Work task » Your answer should be the full set of entries, given again without alteration.

───── Dataset content

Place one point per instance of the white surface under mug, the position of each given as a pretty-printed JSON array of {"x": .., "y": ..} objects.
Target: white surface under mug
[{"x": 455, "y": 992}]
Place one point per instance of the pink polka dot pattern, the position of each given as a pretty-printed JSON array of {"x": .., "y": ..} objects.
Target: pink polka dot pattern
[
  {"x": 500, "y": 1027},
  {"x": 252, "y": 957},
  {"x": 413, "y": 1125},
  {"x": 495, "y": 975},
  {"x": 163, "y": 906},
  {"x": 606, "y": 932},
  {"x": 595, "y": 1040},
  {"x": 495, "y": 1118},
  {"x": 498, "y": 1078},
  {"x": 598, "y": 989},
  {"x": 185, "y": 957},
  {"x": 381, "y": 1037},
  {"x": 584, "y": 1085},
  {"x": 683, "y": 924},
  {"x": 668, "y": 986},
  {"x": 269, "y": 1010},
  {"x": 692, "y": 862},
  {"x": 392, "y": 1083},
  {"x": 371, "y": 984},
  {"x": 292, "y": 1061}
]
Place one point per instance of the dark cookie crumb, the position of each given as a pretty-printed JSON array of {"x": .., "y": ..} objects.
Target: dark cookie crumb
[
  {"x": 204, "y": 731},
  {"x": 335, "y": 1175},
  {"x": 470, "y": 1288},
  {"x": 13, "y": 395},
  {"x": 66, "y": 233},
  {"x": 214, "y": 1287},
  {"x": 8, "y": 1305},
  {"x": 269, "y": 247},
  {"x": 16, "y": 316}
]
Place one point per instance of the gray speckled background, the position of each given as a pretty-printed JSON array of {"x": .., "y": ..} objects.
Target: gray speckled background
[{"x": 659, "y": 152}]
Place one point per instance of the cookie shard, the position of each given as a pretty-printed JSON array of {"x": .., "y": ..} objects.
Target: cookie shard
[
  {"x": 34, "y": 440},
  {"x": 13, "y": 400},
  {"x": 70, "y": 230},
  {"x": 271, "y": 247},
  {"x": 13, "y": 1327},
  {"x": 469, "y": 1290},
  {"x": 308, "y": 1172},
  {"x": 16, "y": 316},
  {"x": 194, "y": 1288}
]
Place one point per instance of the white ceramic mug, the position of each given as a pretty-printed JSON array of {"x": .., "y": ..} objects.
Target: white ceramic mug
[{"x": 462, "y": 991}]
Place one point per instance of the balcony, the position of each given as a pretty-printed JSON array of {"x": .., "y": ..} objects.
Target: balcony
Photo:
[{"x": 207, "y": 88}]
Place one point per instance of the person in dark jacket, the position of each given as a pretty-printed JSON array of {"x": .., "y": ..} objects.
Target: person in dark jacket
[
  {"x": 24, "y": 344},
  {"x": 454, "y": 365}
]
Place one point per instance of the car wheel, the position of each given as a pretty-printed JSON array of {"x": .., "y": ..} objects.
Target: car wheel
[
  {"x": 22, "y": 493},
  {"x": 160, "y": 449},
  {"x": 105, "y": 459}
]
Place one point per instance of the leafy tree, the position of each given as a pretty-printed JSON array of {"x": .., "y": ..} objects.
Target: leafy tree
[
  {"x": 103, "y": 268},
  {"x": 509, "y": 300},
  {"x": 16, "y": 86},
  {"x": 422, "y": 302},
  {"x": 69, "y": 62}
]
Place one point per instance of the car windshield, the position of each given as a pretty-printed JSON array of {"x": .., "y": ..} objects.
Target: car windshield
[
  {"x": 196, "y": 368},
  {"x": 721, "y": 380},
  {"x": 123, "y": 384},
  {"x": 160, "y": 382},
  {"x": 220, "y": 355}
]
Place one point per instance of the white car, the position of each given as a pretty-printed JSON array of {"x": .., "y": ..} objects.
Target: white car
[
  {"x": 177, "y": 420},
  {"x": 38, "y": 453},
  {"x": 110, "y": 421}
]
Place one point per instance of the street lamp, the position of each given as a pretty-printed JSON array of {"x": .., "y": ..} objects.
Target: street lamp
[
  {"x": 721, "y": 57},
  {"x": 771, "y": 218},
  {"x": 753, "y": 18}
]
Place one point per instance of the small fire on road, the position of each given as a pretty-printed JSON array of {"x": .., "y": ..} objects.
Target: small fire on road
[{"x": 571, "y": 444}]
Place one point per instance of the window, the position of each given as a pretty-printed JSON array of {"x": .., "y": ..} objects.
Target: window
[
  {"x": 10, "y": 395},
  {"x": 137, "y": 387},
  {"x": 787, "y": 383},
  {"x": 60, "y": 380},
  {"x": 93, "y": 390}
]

──────────

Answer space »
Place one point per instance of the white surface under mug, the position of each given as a pretty-printed JSON array of {"x": .., "y": ..} objects.
Target: white surface under mug
[{"x": 455, "y": 992}]
Place one point per instance of the pink polka dot pattern, the position of each given as a pretty-printed JSON array of {"x": .., "y": ..} objects.
Target: pink polka dot pattern
[
  {"x": 500, "y": 1027},
  {"x": 252, "y": 957},
  {"x": 413, "y": 1125},
  {"x": 495, "y": 975},
  {"x": 163, "y": 906},
  {"x": 606, "y": 932},
  {"x": 595, "y": 1040},
  {"x": 495, "y": 1118},
  {"x": 498, "y": 1078},
  {"x": 598, "y": 989},
  {"x": 185, "y": 957},
  {"x": 381, "y": 1037},
  {"x": 584, "y": 1085},
  {"x": 683, "y": 924},
  {"x": 668, "y": 986},
  {"x": 269, "y": 1010},
  {"x": 692, "y": 862},
  {"x": 392, "y": 1083},
  {"x": 371, "y": 984},
  {"x": 292, "y": 1061}
]
Place one point per instance of the dark cookie crumb, the position of each given as a pretty-printed JSON array of {"x": .., "y": ..} objects.
Target: dark cookie crumb
[
  {"x": 204, "y": 731},
  {"x": 335, "y": 1175},
  {"x": 470, "y": 1288},
  {"x": 13, "y": 395},
  {"x": 66, "y": 233},
  {"x": 214, "y": 1287},
  {"x": 8, "y": 1305},
  {"x": 269, "y": 247},
  {"x": 16, "y": 316}
]
Place one point per instance of the gray speckled background, the position of each given as a pretty-printed JSON array of {"x": .., "y": ..} objects.
Target: gray speckled background
[{"x": 659, "y": 152}]
Place one point per instance of the cookie shard, the position of each given as a pretty-printed JSON array of {"x": .., "y": ..} objects.
Target: cookie shard
[
  {"x": 34, "y": 440},
  {"x": 13, "y": 400},
  {"x": 70, "y": 230},
  {"x": 271, "y": 247},
  {"x": 13, "y": 1327},
  {"x": 469, "y": 1290},
  {"x": 308, "y": 1172},
  {"x": 16, "y": 316},
  {"x": 194, "y": 1288}
]
Place one point per instance of the white ceramic mug, the position of each given as a pretty-printed JSON array of {"x": .., "y": ..} objects.
Target: white ceramic mug
[{"x": 462, "y": 991}]
Place one point per instance of the balcony, the position of each given as a pretty-printed JSON array of {"x": .., "y": ..} objects.
Target: balcony
Photo:
[{"x": 207, "y": 88}]
Place one point per instance of the person in dark jacket, the position of each given as a pretty-printed JSON array of {"x": .., "y": ..} objects.
Target: person in dark jacket
[
  {"x": 24, "y": 344},
  {"x": 454, "y": 365}
]
Place one point per instance of the car wheel, the position of each given as a pretty-printed JSON array of {"x": .., "y": ..} objects.
Target: car wheel
[
  {"x": 22, "y": 493},
  {"x": 160, "y": 449},
  {"x": 105, "y": 459}
]
Place one point per instance of the leafy tree, the position of each given as a pretty-printed JSON array of {"x": .., "y": ..} objects.
Target: leafy tree
[
  {"x": 103, "y": 268},
  {"x": 509, "y": 300},
  {"x": 16, "y": 86},
  {"x": 422, "y": 302},
  {"x": 69, "y": 62}
]
Place one point per instance of the car windshield, the position of each given as a pretty-printed JSON array of {"x": .., "y": ..} objects.
Target: car windshield
[
  {"x": 196, "y": 368},
  {"x": 721, "y": 380},
  {"x": 123, "y": 384},
  {"x": 160, "y": 382},
  {"x": 220, "y": 355}
]
Place one point per instance of the white car, the position of each given as a pretty-printed JSON array of {"x": .., "y": ..} objects.
Target: white car
[
  {"x": 177, "y": 420},
  {"x": 38, "y": 453},
  {"x": 110, "y": 421}
]
Place one point per instance of the street lamp, the position of each given as a pretty-printed JSON array of {"x": .., "y": ..} objects.
Target: street lamp
[
  {"x": 721, "y": 57},
  {"x": 771, "y": 218},
  {"x": 753, "y": 18}
]
Place one point per instance of the small fire on road, the position of each given as a pretty-printed JSON array of {"x": .., "y": ..} objects.
Target: small fire on road
[{"x": 571, "y": 444}]
Place one point per instance of the window, the position of each given as a pretty-printed JSON array of {"x": .., "y": ..} objects.
Target: window
[
  {"x": 10, "y": 395},
  {"x": 137, "y": 387},
  {"x": 787, "y": 383},
  {"x": 60, "y": 380},
  {"x": 93, "y": 390}
]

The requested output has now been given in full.